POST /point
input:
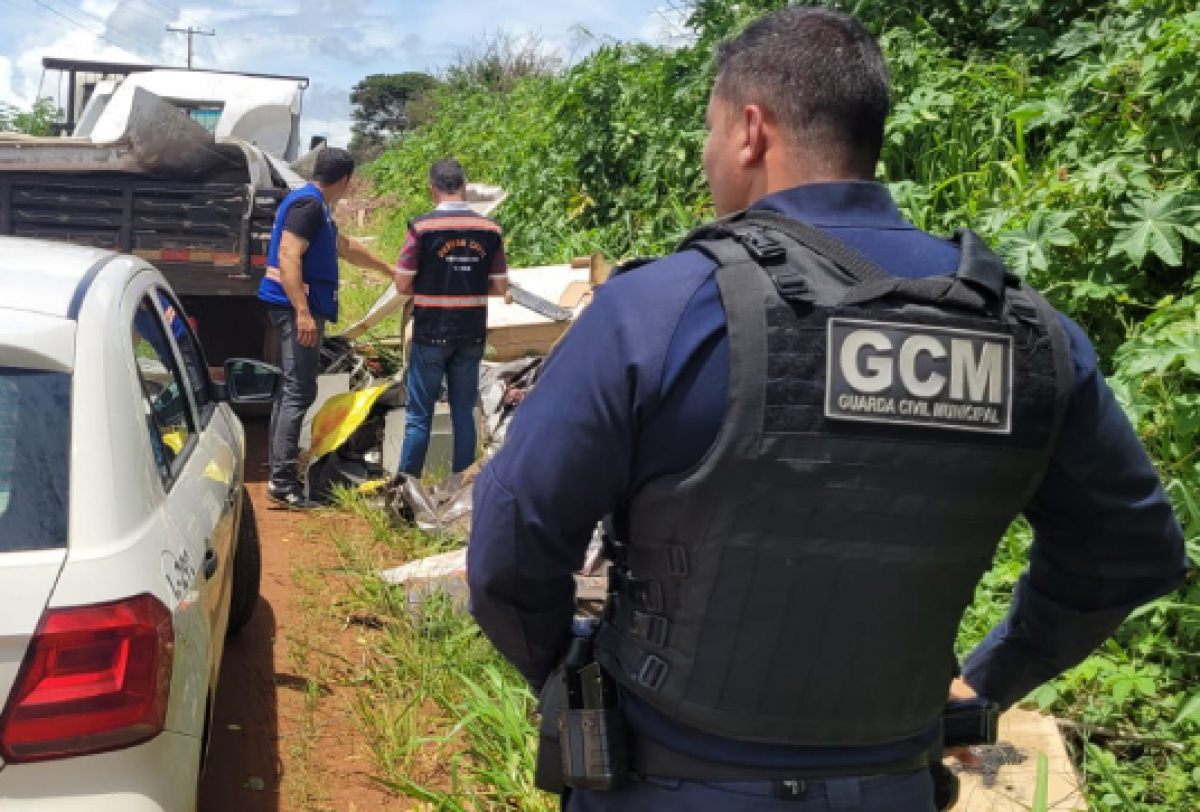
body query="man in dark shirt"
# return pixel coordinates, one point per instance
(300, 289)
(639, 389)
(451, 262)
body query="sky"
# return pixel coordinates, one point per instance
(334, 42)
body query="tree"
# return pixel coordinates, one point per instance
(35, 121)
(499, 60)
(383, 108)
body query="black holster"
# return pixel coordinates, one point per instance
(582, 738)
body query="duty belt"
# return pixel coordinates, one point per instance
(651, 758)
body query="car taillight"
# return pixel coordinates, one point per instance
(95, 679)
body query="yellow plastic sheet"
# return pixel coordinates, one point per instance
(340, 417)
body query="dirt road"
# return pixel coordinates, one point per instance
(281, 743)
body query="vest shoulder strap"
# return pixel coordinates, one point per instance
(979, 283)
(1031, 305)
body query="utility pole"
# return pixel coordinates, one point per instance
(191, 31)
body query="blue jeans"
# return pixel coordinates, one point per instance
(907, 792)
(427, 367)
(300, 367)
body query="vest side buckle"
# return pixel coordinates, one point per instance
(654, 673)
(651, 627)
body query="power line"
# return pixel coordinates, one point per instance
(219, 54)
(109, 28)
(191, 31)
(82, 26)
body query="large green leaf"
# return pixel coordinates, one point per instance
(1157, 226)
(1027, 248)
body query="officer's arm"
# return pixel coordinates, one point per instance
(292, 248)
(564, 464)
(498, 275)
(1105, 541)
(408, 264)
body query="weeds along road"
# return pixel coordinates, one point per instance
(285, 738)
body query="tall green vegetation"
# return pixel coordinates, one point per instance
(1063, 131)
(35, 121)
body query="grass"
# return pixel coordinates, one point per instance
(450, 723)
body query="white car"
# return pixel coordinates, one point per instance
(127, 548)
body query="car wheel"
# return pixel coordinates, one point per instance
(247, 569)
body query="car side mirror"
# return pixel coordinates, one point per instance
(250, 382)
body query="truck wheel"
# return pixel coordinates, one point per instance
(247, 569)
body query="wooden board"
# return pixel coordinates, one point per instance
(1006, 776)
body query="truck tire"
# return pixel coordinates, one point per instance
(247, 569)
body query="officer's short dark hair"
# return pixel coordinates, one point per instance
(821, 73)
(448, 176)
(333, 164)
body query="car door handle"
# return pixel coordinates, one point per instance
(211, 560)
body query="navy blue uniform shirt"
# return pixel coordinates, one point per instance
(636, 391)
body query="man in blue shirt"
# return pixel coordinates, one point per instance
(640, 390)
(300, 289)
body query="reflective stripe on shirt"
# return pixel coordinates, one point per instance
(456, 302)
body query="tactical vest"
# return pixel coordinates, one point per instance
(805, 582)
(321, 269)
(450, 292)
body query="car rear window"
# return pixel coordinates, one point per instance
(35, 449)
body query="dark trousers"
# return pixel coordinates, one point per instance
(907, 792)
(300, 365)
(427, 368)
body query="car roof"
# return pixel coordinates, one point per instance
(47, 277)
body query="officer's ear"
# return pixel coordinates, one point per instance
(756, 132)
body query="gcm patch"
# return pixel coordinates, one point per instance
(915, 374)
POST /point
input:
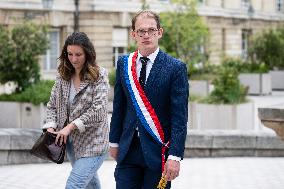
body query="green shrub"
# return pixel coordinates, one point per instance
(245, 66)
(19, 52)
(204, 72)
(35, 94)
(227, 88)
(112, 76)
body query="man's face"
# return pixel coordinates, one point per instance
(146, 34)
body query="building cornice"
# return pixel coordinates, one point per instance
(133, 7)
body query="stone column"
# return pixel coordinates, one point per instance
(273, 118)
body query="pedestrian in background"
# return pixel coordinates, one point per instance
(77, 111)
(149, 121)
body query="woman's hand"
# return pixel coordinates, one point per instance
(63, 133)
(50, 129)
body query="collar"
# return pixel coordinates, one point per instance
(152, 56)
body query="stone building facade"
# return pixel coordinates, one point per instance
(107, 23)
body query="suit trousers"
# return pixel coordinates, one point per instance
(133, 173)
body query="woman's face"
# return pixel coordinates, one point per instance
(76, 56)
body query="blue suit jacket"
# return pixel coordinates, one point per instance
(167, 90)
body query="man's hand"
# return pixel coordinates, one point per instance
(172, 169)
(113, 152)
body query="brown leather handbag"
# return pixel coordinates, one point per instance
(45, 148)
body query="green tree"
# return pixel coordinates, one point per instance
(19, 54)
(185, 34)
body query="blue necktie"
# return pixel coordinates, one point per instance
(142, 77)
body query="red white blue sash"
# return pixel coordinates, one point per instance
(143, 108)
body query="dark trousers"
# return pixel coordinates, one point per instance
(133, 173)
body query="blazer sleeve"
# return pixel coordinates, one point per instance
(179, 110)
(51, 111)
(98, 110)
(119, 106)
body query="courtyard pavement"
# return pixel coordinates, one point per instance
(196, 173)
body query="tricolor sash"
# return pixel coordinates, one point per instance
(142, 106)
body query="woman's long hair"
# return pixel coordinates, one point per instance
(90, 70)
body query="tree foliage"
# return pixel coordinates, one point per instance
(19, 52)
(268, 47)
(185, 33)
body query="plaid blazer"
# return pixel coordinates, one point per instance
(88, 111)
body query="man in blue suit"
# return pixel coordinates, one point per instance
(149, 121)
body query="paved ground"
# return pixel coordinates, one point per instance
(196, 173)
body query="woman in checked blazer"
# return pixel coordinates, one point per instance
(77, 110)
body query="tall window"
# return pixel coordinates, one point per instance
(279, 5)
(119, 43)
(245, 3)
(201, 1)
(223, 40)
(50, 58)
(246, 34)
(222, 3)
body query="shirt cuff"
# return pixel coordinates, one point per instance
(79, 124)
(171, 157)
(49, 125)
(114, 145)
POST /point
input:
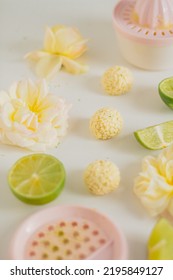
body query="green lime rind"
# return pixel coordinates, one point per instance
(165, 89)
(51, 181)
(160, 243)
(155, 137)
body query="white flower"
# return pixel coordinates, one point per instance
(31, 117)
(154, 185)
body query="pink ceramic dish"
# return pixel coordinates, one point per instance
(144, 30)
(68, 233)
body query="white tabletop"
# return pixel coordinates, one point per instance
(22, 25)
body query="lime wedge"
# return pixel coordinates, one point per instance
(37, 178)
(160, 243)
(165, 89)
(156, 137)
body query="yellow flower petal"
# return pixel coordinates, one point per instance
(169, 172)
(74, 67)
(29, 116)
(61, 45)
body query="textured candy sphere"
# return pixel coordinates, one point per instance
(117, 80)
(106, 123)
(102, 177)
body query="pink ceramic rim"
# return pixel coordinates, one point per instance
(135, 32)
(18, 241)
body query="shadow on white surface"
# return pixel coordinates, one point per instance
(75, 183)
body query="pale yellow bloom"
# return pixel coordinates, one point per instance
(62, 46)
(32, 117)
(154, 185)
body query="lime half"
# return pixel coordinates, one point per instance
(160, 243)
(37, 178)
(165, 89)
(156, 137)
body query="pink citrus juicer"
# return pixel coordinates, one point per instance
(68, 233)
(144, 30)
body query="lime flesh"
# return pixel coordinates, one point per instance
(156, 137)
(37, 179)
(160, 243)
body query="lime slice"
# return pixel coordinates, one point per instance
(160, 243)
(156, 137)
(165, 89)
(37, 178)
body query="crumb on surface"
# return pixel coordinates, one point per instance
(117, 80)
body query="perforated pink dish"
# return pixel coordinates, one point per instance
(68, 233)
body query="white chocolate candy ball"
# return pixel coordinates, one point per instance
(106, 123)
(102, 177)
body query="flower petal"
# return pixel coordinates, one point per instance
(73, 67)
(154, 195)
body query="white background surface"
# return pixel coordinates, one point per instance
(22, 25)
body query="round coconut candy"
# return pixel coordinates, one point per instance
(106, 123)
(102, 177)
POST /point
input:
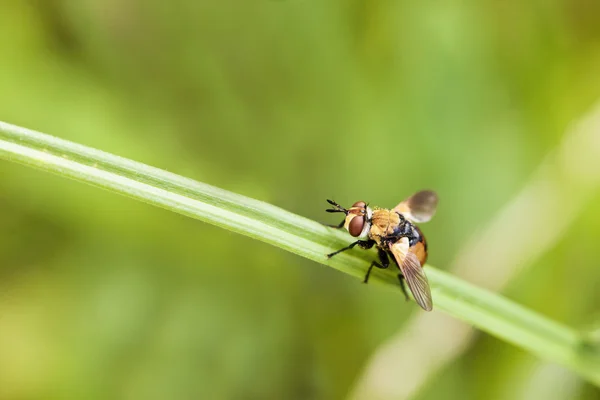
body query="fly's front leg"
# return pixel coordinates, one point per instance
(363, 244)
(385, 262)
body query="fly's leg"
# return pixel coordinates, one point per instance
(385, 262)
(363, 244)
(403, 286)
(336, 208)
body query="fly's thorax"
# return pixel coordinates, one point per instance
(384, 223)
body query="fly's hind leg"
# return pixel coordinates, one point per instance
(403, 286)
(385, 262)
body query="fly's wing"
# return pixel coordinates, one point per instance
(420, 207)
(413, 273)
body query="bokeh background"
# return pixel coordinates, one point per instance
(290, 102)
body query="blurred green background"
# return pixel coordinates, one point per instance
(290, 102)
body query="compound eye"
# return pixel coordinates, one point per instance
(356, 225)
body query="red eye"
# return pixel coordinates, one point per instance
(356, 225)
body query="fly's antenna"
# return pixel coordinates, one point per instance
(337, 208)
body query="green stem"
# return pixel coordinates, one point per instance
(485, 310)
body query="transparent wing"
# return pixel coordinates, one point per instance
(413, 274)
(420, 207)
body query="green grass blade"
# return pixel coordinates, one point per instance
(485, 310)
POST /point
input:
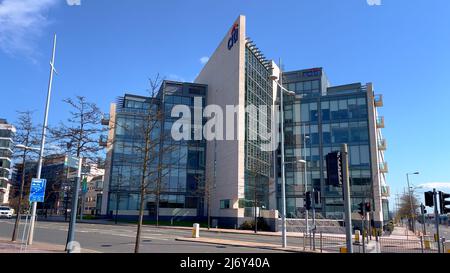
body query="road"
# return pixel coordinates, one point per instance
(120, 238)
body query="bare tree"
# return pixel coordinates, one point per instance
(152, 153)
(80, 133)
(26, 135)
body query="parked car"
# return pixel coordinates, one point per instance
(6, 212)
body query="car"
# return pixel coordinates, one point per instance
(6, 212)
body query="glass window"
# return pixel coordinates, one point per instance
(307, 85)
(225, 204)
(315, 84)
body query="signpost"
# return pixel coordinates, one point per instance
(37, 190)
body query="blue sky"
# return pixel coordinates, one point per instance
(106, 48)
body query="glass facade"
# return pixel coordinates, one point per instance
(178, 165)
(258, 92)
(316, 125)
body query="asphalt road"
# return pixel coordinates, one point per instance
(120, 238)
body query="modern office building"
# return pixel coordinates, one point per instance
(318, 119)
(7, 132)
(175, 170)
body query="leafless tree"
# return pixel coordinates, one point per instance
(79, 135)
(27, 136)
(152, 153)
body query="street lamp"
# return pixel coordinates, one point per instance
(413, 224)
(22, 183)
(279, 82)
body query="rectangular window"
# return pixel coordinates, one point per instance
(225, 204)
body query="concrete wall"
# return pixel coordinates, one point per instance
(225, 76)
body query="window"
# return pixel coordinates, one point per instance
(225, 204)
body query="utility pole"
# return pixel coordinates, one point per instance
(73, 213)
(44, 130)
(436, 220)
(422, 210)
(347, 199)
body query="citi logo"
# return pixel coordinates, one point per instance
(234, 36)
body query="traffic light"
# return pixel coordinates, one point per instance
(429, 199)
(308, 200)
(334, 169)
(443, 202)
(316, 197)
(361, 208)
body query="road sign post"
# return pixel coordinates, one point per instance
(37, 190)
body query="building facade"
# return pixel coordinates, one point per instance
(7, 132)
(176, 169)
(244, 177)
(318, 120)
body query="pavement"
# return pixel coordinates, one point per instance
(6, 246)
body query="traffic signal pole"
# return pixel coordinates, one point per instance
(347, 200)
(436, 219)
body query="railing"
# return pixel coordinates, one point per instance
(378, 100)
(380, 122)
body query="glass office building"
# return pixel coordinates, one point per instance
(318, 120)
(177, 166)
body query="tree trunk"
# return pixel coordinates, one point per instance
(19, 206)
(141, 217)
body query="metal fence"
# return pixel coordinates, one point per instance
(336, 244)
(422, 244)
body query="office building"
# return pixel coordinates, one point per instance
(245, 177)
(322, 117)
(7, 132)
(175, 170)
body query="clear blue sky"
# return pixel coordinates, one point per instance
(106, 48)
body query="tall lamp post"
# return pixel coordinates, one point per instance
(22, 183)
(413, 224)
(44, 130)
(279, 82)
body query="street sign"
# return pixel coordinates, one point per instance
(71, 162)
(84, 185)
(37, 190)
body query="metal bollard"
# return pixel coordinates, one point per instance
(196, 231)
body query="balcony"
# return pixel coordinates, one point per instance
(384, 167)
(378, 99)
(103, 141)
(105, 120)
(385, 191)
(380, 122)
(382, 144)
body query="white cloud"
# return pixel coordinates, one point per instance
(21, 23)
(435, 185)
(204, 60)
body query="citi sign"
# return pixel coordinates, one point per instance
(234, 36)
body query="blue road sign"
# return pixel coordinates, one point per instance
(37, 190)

**********

Please show every line of the material that contains the string "lamp".

Exercise output:
body query="street lamp"
body query="tall lamp post"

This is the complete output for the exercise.